▶ _Trecho da página_
::::

Tema de hoje: Pobres são mais solidários que os ricos?

SOMIR

Não. E para não criar confusão: não estou dizendo que os ricos são mais solidários, e sim que essa distinção é imaginária. Pessoas mais evoluídas são mais solidárias, independentemente da classe social. Mas, claro, eu entendo de onde vem essa noção errônea… números.

E não vou começar uma torrente de estatísticas. O importante aqui é não deixar o quantitativo poluir o qualitativo. Evidente que temos mais exemplos de pobres agindo de forma solidária… evidente! A distribuição de renda ao redor do mundo é absurda, gerando uma desproporcionalidade gritante entre pobres e ricos. Com bilhões na categoria de pobres e poucos milhões na categoria de ricos, não teria como ser diferente.

E no sentido oposto, besteira dizer quando o assunto é o quanto se doa os ricos dão de goleada. Evidente! Quem tem mais dinheiro pode dar mais dinheiro. E mesmo em questão de proporção de quanto se tem para quanto se doa não funciona do mesmo jeito para os ricos: Um bilionário do tipo Bill Gates pode doar 99% de sua fortuna e continuar rico. Não deixemos que também nesse caso os números nos confundam.

Nem mesmo com números do tipo de quantos são solidários em proporção com sua distribuição de seu grupo pelo mundo ajudaria muito para definir essa questão. Pobres (ou ex-pobres) até tem mais noção do que é ter essa necessidade, mas os ricos acabam sendo levados a doar uma parte do que tem por pura pressão social. Pouca gente vai pedir coisas na casa do pobre, mas rico não costuma ter sossego.

A única forma de determinar isso mesmo é pessoalmente. Cada caso é um caso. Mas eu até entendo que essa coisa meio “método científico” de não abraçar uma explicação sem entender se os dados estão contaminados pode não ser tão atraente para vocês quanto é para mim (deveria ser, mas…). Por isso vamos continuar tentando desmistificar essa coisa de que solidariedade é mais prevalente em pessoas pobres.

Em primeiro lugar, parece que as pessoas acham que solidariedade é só dar uma refeição para uma pessoa com fome e coisas do tipo. É sim, e uma muito nobre… Mas não é só assim que as coisas funcionam. Se dificilmente você vai ver um rico abrindo sua casa para um estranho necessitado, você dificilmente vai ver um pobre investindo nos sonhos e potenciais de alguém que não seja família ou amigos próximos. Solidariedade é ajudar quem precisa do básico, mas também é ajudar quem precisa de mais do que isso.

Ricos investem. Claro, muito desse investimento é especulativo, mas não faltam casos de pessoas que só conseguiram dar o próximo passo na vida por causa desse tipo de investimento. E não estou me referindo apenas a negócios que possam dar lucro futuro, estou falando de organizações não-governamentais e grupos de ativistas ao redor de todo o mundo. Raramente é o pobre que coloca os recursos necessários para que essas organizações consigam alcançar seus objetivos.

::::

▶ _O que fazer_
No trecho sobre a solidariedade de pobres e ricos, transcreva na íntegra todas as frases que começam com a palavra "E".

▶ _Dados fornecidos_
::::

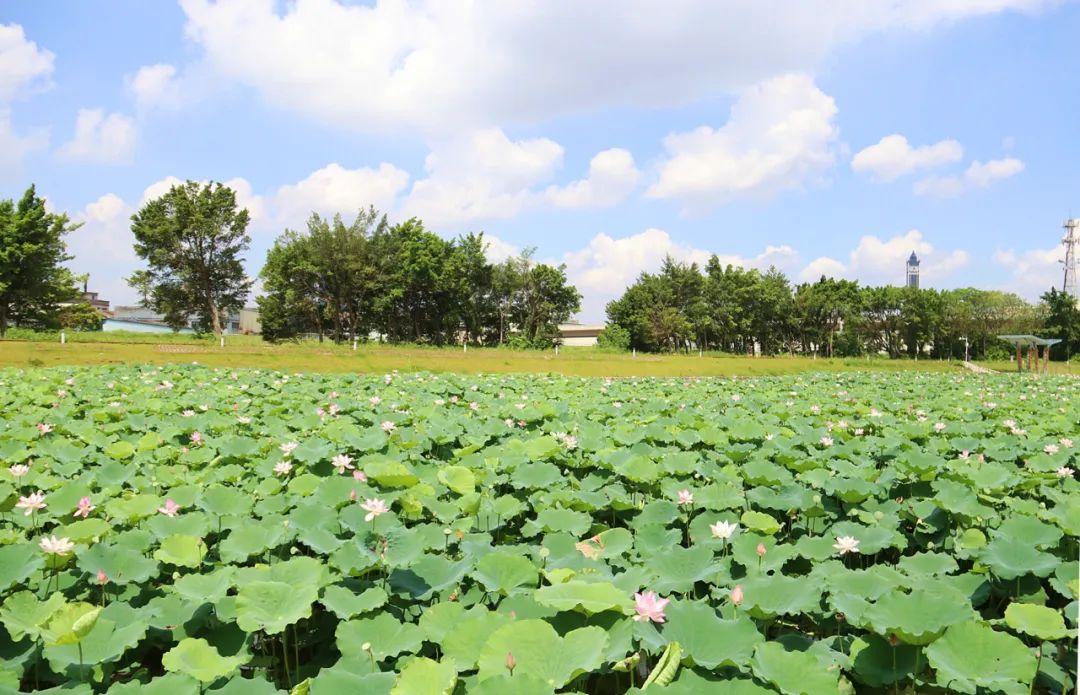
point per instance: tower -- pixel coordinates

::::

▶ _Resolução_
- E para não criar confusão: não estou dizendo que os ricos são mais solidários, e sim que essa distinção é imaginária.
- E não vou começar uma torrente de estatísticas.
- E no sentido oposto, besteira dizer quando o assunto é o quanto se doa os ricos dão de goleada.
- E mesmo em questão de proporção de quanto se tem para quanto se doa não funciona do mesmo jeito para os ricos: Um bilionário do tipo Bill Gates pode doar 99% de sua fortuna e continuar rico.
- E não estou me referindo apenas a negócios que possam dar lucro futuro, estou falando de organizações não-governamentais e grupos de ativistas ao redor de todo o mundo.